## Objective:
Retype all of the data below line for line, with no changes at all.

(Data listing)
►
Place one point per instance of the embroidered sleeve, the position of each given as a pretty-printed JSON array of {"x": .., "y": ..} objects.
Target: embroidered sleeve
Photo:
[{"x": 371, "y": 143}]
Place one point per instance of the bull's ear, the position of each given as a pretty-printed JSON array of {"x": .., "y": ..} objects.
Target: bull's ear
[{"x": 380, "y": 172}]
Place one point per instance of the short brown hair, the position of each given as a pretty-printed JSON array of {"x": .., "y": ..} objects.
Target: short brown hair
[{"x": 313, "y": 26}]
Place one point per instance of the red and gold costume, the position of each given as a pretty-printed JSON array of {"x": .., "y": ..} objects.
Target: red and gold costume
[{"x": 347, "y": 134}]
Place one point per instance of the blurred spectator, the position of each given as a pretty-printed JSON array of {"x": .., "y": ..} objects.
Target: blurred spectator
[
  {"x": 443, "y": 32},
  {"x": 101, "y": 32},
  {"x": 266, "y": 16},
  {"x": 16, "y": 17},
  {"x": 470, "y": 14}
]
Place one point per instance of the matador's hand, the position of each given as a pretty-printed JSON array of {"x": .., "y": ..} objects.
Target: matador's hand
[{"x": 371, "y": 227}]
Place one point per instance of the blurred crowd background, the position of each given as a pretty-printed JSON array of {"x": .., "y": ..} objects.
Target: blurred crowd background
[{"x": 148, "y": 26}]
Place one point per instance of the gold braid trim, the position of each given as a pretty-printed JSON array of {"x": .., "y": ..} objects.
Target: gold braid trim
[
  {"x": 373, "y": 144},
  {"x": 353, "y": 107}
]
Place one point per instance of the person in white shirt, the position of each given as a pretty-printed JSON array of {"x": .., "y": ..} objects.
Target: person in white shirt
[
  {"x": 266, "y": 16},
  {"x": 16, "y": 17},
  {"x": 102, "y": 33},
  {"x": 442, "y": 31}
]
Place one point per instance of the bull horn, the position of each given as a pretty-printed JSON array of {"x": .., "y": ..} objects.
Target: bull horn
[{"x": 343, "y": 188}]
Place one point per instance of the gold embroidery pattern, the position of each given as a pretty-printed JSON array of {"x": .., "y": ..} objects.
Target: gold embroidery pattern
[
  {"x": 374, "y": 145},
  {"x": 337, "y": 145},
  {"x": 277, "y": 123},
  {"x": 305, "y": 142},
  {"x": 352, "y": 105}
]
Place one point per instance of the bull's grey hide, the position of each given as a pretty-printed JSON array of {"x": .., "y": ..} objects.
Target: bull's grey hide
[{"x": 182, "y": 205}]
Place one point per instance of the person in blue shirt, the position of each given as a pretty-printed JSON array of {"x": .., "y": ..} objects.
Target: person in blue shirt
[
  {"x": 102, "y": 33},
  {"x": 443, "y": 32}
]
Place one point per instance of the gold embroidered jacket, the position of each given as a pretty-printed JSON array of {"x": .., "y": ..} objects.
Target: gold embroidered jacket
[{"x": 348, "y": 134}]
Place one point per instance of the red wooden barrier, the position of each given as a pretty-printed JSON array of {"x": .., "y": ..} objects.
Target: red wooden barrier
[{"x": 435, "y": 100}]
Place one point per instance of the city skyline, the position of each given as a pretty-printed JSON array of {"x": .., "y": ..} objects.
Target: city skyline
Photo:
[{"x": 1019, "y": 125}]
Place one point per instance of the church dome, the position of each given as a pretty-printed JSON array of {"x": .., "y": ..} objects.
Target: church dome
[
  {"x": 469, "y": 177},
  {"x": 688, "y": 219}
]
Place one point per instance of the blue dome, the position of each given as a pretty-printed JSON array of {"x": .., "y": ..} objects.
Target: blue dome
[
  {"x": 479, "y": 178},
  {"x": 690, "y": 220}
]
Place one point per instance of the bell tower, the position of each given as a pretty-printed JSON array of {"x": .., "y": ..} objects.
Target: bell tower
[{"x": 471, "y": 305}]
◄
## Answer to this problem:
Place one point per instance of the embroidered sleeve, the position of each given as a pretty-printed JSON array of {"x": .., "y": ..} objects.
Target: embroidered sleeve
Photo:
[{"x": 371, "y": 143}]
Place one point per instance of the bull's ear, the position of each given as a pretty-printed JSON array of {"x": .., "y": ..} objects.
Target: bull's ear
[{"x": 380, "y": 172}]
Place one point per instance of the short brown hair, the position of each given as a pretty-printed JSON array of {"x": .., "y": ..} objects.
Target: short brown hair
[{"x": 313, "y": 26}]
Place one point per instance of the red and gold costume, the position of each given as a pretty-printed JSON array of {"x": .., "y": ..} objects.
Target: red and gold costume
[{"x": 347, "y": 134}]
Place one point per instance of the blurred spectator, the position of each given as a pretty-printed JSON array of {"x": .., "y": ..} objects.
Target: blurred spectator
[
  {"x": 443, "y": 32},
  {"x": 101, "y": 32},
  {"x": 266, "y": 16},
  {"x": 16, "y": 17},
  {"x": 470, "y": 14}
]
Place one point per instance of the matador's hand, the position of each given as a pretty-printed JSON array of {"x": .., "y": ..} objects.
Target: matador's hand
[{"x": 371, "y": 227}]
Place one point per instance of the blurred crowd background, the position of each given as a pretty-printed JSON array of {"x": .., "y": ..} objects.
Target: blurred crowd background
[{"x": 148, "y": 26}]
Place one point per instance of the gold braid trim, the position of each given as a pretty-printed JSON array of {"x": .., "y": ..} objects.
Target: gold braid trim
[
  {"x": 373, "y": 144},
  {"x": 353, "y": 107}
]
Place one point per instance of the person in white shirt, the position of each given as a pretty-printed JSON array of {"x": .., "y": ..} objects.
Target: person in white shirt
[
  {"x": 266, "y": 16},
  {"x": 16, "y": 17},
  {"x": 102, "y": 33},
  {"x": 442, "y": 31}
]
Place one point per instance of the bull horn, the position of each given as a pretty-printed JSON array of {"x": .., "y": ..} objects.
Target: bull horn
[{"x": 343, "y": 188}]
Place one point per instance of the gold embroidery pattern, the position of each given as a pretty-printed JSON array of {"x": .., "y": ..} objects.
Target: gold embroidery pattern
[
  {"x": 374, "y": 145},
  {"x": 337, "y": 145},
  {"x": 277, "y": 123},
  {"x": 305, "y": 142},
  {"x": 352, "y": 105}
]
Place one point per instance of the bull's grey hide, the position of each given as a pretty-printed JSON array of {"x": .., "y": ..} objects.
Target: bull's grey hide
[{"x": 182, "y": 205}]
Place one point per instance of the person in blue shirt, the position of each given as a pretty-printed JSON array of {"x": .., "y": ..} objects.
Target: person in blue shirt
[
  {"x": 102, "y": 33},
  {"x": 443, "y": 32}
]
Place one point per instance of the gold embroidered jacket, the position of each given as a pretty-printed JSON array of {"x": .., "y": ..} objects.
Target: gold embroidered jacket
[{"x": 348, "y": 134}]
Place one point per instance of the red wooden barrier, the position of each given as a pretty-printed JSON array of {"x": .., "y": ..} objects.
Target: red wooden barrier
[{"x": 435, "y": 100}]
Place one point per instance of the city skyline, the position of each given as a pretty-printed JSON array of {"x": .., "y": ..} objects.
Target: city skyline
Photo:
[{"x": 1019, "y": 125}]
Place one point per instance of the church dome, the position of each given as a pretty-printed JSON array of {"x": .., "y": ..} objects.
Target: church dome
[
  {"x": 469, "y": 177},
  {"x": 688, "y": 219}
]
Place one point per instance of the blue dome, the position of each given as a pretty-printed JSON array of {"x": .., "y": ..} objects.
Target: blue dome
[
  {"x": 479, "y": 178},
  {"x": 690, "y": 220}
]
Place one point per instance of the bell tower, the position of each given as a pretty-printed JSON array of {"x": .., "y": ..} objects.
Target: bell tower
[{"x": 471, "y": 305}]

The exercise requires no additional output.